Records:
··········
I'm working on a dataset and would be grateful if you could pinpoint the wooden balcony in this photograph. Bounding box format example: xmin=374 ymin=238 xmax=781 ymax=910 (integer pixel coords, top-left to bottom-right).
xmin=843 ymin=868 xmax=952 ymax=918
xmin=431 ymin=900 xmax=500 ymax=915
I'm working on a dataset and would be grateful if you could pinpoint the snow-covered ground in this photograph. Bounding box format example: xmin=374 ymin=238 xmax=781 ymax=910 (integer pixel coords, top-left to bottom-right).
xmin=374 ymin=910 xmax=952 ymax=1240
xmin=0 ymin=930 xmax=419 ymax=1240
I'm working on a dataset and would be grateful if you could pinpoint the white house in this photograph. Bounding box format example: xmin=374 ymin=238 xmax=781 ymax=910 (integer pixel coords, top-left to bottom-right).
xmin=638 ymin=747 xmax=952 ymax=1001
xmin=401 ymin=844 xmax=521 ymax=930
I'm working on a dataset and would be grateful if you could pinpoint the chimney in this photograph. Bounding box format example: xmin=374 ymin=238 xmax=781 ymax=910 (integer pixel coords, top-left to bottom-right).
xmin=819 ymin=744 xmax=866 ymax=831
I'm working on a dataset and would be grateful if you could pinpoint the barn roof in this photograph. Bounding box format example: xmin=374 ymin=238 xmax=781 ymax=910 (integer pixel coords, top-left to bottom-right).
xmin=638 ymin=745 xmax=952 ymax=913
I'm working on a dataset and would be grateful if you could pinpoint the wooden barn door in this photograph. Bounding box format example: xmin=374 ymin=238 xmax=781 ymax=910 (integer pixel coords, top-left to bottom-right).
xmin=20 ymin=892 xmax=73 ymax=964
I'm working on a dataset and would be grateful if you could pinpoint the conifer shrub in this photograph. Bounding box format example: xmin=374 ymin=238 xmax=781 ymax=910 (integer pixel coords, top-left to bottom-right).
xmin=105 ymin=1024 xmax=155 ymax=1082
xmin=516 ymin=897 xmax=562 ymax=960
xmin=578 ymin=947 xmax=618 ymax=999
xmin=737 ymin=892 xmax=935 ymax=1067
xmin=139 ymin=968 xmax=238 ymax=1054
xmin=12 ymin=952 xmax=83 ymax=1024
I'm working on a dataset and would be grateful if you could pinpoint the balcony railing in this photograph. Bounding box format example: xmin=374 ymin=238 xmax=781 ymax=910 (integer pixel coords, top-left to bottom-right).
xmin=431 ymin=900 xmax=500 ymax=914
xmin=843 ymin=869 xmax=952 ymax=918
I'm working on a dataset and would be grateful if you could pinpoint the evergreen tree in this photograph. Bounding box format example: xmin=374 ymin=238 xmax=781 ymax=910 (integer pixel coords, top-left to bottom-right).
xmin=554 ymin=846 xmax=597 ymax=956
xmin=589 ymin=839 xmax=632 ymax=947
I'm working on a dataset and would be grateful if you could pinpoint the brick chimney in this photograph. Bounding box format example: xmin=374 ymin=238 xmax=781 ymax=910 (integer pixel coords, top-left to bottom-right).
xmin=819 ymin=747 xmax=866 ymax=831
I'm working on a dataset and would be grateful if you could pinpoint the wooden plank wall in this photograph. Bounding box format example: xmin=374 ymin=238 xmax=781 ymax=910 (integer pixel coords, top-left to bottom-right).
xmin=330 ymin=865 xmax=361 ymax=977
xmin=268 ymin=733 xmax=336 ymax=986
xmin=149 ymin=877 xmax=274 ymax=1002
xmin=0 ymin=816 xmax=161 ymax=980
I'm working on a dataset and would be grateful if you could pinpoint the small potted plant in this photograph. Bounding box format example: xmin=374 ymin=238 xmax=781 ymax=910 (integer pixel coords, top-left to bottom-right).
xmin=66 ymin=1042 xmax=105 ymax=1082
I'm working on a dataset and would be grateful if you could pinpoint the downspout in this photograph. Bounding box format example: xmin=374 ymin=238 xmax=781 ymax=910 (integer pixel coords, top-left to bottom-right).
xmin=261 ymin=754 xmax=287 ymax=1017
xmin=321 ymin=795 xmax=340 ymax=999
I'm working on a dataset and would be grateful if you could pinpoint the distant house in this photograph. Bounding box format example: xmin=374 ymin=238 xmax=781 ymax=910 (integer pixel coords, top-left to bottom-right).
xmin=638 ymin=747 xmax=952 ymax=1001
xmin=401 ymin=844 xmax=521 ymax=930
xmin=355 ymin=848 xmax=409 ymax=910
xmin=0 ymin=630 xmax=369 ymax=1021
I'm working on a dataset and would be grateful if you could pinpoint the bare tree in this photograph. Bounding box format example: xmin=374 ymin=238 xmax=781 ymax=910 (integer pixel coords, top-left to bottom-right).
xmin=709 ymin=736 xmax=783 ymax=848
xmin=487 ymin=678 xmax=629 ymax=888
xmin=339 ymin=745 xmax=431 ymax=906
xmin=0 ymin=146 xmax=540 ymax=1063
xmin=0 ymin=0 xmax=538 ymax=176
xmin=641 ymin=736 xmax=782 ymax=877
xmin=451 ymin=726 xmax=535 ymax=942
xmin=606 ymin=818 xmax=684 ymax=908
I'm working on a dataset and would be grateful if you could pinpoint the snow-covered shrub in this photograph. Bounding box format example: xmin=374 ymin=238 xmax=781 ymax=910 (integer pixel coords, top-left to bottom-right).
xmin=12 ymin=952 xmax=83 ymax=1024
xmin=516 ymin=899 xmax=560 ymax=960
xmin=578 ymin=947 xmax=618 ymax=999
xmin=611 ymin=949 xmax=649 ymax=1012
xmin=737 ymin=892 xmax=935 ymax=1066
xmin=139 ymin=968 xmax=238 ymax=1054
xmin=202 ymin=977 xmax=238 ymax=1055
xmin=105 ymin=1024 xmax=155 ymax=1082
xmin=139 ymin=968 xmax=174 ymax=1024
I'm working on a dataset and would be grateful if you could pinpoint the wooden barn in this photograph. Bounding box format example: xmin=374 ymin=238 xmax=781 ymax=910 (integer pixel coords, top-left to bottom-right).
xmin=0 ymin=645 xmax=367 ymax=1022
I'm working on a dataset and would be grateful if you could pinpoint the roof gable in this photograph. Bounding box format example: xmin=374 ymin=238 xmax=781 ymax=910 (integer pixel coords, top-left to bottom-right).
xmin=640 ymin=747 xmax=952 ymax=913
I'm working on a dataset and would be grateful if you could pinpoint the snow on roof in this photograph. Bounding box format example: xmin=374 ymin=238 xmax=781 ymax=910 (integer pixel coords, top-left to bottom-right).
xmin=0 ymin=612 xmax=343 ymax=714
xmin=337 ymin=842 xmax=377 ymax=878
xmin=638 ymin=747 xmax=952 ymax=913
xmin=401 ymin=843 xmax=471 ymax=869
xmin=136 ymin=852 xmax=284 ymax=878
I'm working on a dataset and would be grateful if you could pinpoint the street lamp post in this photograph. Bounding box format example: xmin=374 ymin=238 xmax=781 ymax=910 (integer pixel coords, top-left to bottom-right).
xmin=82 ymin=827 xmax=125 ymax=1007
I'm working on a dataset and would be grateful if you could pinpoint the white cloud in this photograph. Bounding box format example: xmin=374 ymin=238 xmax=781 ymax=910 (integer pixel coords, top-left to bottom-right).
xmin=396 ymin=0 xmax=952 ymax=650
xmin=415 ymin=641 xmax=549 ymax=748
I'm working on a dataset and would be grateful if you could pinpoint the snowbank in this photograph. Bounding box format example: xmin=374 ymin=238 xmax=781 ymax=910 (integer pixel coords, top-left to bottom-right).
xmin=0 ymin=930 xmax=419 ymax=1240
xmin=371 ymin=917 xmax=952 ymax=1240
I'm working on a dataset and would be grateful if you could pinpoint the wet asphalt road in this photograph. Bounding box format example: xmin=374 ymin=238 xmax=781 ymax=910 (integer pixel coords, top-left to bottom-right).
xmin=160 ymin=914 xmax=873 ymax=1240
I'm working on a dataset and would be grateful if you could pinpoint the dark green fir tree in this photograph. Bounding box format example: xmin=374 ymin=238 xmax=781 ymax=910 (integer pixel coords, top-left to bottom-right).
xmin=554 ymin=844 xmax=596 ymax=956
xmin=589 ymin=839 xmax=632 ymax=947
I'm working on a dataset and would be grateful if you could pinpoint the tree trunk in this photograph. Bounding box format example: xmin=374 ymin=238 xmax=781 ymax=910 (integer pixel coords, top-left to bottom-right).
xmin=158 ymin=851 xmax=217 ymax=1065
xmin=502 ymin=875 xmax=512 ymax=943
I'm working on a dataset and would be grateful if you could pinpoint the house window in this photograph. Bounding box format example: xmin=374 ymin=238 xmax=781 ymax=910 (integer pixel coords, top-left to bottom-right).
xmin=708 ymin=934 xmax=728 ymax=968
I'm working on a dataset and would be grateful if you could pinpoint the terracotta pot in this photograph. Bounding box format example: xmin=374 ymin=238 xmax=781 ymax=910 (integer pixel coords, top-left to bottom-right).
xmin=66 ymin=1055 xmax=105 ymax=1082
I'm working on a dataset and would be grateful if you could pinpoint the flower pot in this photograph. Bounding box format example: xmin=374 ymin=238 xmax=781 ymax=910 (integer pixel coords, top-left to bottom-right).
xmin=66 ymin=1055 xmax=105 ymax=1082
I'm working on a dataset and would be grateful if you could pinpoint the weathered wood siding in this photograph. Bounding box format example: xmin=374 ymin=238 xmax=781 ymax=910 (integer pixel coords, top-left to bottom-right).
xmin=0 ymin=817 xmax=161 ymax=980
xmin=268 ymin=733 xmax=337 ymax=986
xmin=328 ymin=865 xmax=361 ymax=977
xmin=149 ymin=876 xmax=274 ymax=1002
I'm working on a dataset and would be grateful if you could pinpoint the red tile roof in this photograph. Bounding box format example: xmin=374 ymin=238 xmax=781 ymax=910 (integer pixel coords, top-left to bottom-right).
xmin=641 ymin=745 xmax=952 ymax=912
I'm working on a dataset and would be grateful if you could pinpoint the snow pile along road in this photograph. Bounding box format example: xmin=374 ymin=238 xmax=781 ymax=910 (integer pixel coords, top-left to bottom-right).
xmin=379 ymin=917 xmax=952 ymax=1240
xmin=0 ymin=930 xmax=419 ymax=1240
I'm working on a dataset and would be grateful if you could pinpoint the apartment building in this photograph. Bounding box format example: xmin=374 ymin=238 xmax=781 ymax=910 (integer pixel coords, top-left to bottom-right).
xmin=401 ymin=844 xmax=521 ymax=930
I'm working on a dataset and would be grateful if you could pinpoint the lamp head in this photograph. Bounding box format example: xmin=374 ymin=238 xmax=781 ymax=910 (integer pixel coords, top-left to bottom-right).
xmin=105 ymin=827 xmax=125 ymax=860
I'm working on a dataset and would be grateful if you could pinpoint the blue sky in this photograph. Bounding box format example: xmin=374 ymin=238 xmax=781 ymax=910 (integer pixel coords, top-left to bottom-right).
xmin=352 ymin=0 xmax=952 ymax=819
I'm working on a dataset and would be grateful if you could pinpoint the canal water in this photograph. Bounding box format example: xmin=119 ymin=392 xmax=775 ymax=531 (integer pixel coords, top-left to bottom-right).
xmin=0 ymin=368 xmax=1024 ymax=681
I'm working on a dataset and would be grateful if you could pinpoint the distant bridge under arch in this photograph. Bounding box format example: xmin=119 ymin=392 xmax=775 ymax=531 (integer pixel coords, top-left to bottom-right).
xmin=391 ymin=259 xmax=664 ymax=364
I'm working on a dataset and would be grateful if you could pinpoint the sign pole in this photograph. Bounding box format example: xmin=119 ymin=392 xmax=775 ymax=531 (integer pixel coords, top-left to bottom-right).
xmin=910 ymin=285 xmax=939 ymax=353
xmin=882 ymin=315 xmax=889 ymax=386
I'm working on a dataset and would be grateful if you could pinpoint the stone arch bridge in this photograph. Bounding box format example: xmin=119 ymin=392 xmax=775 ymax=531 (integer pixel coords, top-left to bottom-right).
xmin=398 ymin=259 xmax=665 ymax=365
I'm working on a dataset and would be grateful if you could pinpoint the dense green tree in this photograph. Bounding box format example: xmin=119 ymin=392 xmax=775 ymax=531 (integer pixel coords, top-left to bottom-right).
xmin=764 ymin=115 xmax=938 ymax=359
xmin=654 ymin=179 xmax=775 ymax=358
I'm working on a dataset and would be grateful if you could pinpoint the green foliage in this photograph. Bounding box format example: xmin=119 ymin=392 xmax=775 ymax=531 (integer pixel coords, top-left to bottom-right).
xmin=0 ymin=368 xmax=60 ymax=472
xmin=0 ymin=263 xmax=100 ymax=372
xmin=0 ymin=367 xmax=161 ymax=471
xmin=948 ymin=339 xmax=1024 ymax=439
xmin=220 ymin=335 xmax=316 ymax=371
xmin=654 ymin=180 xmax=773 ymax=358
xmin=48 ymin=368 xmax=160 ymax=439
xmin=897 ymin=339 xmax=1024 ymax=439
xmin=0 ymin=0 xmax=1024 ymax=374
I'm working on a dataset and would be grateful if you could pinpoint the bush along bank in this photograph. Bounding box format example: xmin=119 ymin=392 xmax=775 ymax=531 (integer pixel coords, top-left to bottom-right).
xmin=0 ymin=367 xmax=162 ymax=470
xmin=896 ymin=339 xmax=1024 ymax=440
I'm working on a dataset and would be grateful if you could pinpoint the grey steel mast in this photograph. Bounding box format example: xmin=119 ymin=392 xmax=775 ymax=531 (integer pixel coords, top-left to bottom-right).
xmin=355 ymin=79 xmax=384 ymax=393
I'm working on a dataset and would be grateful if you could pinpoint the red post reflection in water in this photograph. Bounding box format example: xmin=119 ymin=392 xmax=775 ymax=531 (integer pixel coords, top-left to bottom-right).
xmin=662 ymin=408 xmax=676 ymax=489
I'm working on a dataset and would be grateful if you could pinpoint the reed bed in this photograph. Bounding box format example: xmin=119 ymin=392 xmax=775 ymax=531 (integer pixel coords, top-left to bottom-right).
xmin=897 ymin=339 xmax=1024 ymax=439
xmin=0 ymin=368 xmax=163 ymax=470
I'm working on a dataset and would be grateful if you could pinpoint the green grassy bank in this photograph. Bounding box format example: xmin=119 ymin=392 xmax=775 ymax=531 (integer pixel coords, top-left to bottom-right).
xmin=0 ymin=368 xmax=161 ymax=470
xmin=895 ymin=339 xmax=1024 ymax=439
··········
What the task asks:
Please report every line of the data above that contains the string "chimney", copying each line in full; case counts.

Problem solution:
I'm working on a dataset and would be grateful if you could pinpoint the chimney in this photograph. Bounding box format example: xmin=374 ymin=238 xmax=781 ymax=910 (integer pixel coords, top-left to bottom-right).
I'm working on a dataset and would be grateful if you could pinpoint the brick chimney in this photograph. Bounding box format example: xmin=374 ymin=238 xmax=781 ymax=910 (integer pixel coords, top-left to bottom-right).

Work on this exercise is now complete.